* _WORK TASK_:
An exact reproduction is required of the lines from the beginning of the entries through the line with "<point>282,78</point>", pictures excluded and nothing added.

* _RECORDS PROVIDED_:
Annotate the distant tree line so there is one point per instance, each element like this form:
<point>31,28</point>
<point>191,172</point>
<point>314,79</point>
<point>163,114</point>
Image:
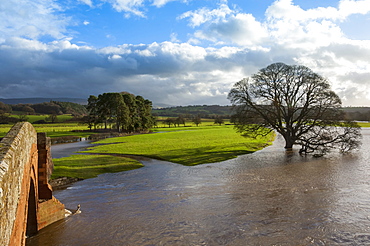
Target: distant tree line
<point>203,111</point>
<point>53,107</point>
<point>123,111</point>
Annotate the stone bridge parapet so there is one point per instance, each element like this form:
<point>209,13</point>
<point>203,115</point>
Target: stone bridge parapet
<point>26,201</point>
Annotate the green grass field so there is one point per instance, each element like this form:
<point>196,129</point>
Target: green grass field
<point>54,130</point>
<point>90,166</point>
<point>185,145</point>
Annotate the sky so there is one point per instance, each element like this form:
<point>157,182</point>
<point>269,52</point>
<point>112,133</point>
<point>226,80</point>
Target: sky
<point>178,52</point>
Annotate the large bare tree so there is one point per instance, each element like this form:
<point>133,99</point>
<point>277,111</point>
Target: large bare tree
<point>297,103</point>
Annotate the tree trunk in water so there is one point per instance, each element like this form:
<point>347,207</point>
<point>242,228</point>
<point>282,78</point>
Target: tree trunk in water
<point>288,143</point>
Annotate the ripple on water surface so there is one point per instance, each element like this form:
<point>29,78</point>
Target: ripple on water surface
<point>265,198</point>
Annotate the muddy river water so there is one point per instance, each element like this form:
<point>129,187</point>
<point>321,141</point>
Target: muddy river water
<point>265,198</point>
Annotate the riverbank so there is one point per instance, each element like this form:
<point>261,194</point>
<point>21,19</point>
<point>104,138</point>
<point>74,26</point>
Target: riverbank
<point>186,146</point>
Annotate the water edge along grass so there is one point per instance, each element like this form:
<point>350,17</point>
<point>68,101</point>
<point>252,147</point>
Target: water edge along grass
<point>90,166</point>
<point>188,146</point>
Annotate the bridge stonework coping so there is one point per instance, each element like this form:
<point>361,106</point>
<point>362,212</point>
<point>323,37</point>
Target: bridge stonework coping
<point>26,201</point>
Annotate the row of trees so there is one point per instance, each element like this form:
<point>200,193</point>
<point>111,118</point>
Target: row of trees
<point>122,111</point>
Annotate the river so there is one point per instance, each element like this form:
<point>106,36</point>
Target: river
<point>265,198</point>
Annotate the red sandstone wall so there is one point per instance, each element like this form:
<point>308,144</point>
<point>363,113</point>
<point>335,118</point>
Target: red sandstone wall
<point>22,152</point>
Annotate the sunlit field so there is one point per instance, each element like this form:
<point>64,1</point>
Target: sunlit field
<point>185,145</point>
<point>54,130</point>
<point>90,166</point>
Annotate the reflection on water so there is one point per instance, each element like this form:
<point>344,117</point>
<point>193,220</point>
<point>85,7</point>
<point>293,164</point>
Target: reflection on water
<point>265,198</point>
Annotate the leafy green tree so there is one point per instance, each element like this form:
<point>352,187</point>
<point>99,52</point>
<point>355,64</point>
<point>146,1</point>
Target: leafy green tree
<point>197,120</point>
<point>297,103</point>
<point>93,116</point>
<point>180,120</point>
<point>218,120</point>
<point>123,111</point>
<point>169,122</point>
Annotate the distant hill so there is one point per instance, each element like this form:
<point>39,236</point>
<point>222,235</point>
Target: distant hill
<point>204,111</point>
<point>209,111</point>
<point>37,100</point>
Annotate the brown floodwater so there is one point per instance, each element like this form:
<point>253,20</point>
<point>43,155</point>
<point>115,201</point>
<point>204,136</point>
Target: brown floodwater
<point>269,197</point>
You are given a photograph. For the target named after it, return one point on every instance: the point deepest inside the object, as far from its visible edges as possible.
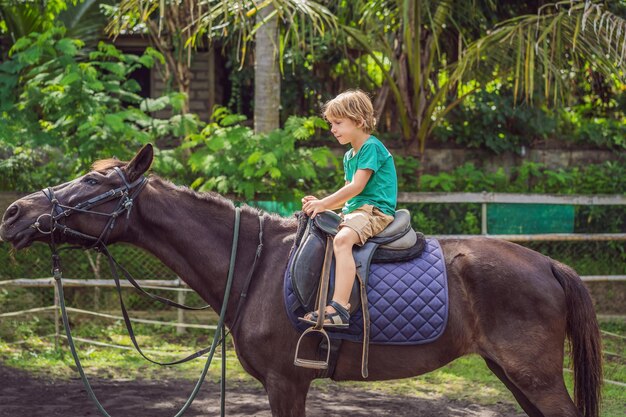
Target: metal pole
(483, 219)
(57, 323)
(223, 379)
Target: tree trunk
(266, 75)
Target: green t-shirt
(381, 190)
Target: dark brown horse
(510, 305)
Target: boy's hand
(312, 206)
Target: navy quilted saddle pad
(408, 301)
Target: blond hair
(354, 105)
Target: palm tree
(432, 51)
(180, 25)
(279, 25)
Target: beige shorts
(366, 221)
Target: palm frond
(551, 46)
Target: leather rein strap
(127, 193)
(219, 334)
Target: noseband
(126, 195)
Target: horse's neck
(193, 234)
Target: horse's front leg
(287, 395)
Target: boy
(368, 198)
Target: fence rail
(511, 198)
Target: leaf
(67, 46)
(215, 143)
(115, 121)
(70, 78)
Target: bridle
(127, 193)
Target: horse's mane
(104, 165)
(215, 198)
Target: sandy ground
(22, 395)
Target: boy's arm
(313, 206)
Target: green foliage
(491, 120)
(602, 132)
(74, 107)
(231, 159)
(530, 177)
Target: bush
(63, 107)
(230, 159)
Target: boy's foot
(337, 316)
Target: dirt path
(21, 395)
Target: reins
(127, 194)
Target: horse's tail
(585, 342)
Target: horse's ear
(140, 163)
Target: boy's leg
(345, 268)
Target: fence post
(181, 313)
(483, 219)
(57, 324)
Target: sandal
(339, 319)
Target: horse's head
(84, 211)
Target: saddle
(311, 267)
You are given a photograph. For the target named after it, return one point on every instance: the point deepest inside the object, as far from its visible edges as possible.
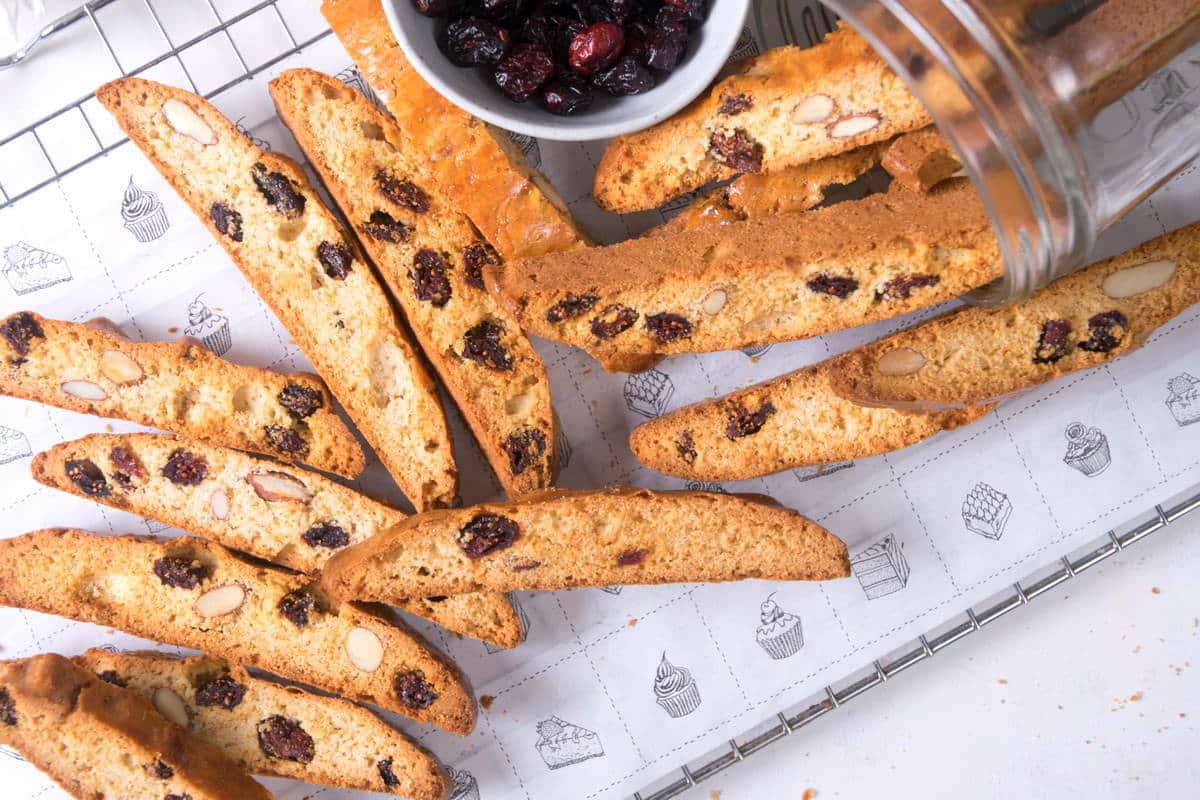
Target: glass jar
(1066, 113)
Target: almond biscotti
(432, 259)
(293, 518)
(309, 270)
(781, 108)
(759, 281)
(273, 729)
(196, 594)
(795, 420)
(175, 386)
(97, 740)
(479, 168)
(564, 537)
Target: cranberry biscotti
(291, 517)
(431, 259)
(196, 594)
(309, 270)
(273, 729)
(564, 537)
(99, 740)
(175, 386)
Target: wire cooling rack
(802, 25)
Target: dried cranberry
(179, 571)
(667, 328)
(413, 690)
(486, 534)
(612, 320)
(627, 77)
(570, 307)
(226, 220)
(474, 42)
(300, 402)
(383, 227)
(837, 286)
(222, 692)
(185, 468)
(1054, 342)
(280, 191)
(283, 738)
(523, 71)
(481, 344)
(525, 447)
(325, 534)
(403, 193)
(743, 422)
(1105, 331)
(430, 280)
(295, 606)
(90, 480)
(736, 150)
(19, 330)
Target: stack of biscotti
(307, 268)
(294, 518)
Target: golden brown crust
(342, 322)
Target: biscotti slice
(271, 729)
(795, 420)
(431, 258)
(564, 537)
(479, 169)
(780, 108)
(1080, 320)
(759, 281)
(307, 269)
(291, 517)
(97, 740)
(175, 386)
(195, 594)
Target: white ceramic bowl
(473, 90)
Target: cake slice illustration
(13, 445)
(143, 214)
(779, 632)
(648, 392)
(562, 744)
(987, 510)
(30, 269)
(1183, 398)
(881, 569)
(1087, 449)
(211, 329)
(675, 689)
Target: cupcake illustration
(211, 329)
(675, 689)
(1087, 449)
(779, 632)
(143, 214)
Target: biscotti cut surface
(563, 537)
(479, 169)
(780, 108)
(291, 517)
(196, 594)
(97, 740)
(1080, 320)
(175, 386)
(759, 281)
(307, 269)
(795, 420)
(273, 729)
(431, 258)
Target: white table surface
(1091, 691)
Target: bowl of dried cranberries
(569, 70)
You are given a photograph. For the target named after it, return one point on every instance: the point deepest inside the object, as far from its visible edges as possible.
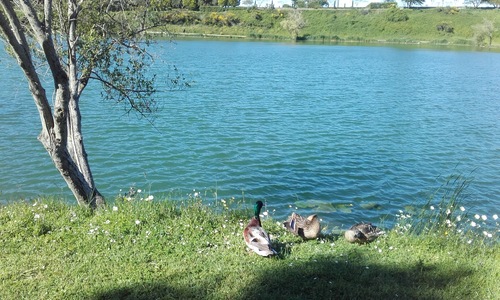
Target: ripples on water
(357, 127)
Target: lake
(349, 132)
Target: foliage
(411, 3)
(190, 4)
(221, 19)
(191, 249)
(445, 27)
(495, 3)
(474, 3)
(448, 10)
(380, 5)
(293, 23)
(181, 17)
(483, 33)
(229, 3)
(395, 15)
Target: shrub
(445, 27)
(181, 17)
(224, 19)
(395, 14)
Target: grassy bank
(190, 250)
(440, 26)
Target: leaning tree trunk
(61, 129)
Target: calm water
(352, 132)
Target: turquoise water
(350, 132)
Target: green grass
(189, 250)
(342, 25)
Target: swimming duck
(362, 233)
(255, 236)
(307, 228)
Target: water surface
(351, 132)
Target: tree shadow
(324, 277)
(347, 278)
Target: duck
(256, 237)
(307, 228)
(362, 233)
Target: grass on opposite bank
(437, 26)
(188, 250)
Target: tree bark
(61, 133)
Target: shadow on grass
(338, 277)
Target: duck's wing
(258, 240)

* _RESPONSE TO THE EXERCISE_:
Annotate the distant tree line so there is one point per instance, each element like this form:
<point>31,28</point>
<point>191,172</point>
<point>314,79</point>
<point>163,114</point>
Image:
Target: distant tree line
<point>203,111</point>
<point>53,107</point>
<point>123,111</point>
Annotate the stone bridge parapet so there is one point per instance, each element like this form:
<point>209,13</point>
<point>203,115</point>
Target: stone bridge parapet
<point>26,201</point>
Annotate the green grass field so there is one point per instance, each element like this form:
<point>196,129</point>
Target: green grass field
<point>54,130</point>
<point>90,166</point>
<point>185,145</point>
Annotate the sky so there is one point per instance, each element like this form:
<point>157,182</point>
<point>269,52</point>
<point>112,133</point>
<point>226,80</point>
Target: sky
<point>178,52</point>
Annotate the large bare tree so there is one point per instance, each element like this form:
<point>133,99</point>
<point>277,111</point>
Target: large bare tree
<point>297,103</point>
Annotate the tree trunk in water so there is one point per instance, each element like this form:
<point>347,207</point>
<point>242,228</point>
<point>282,78</point>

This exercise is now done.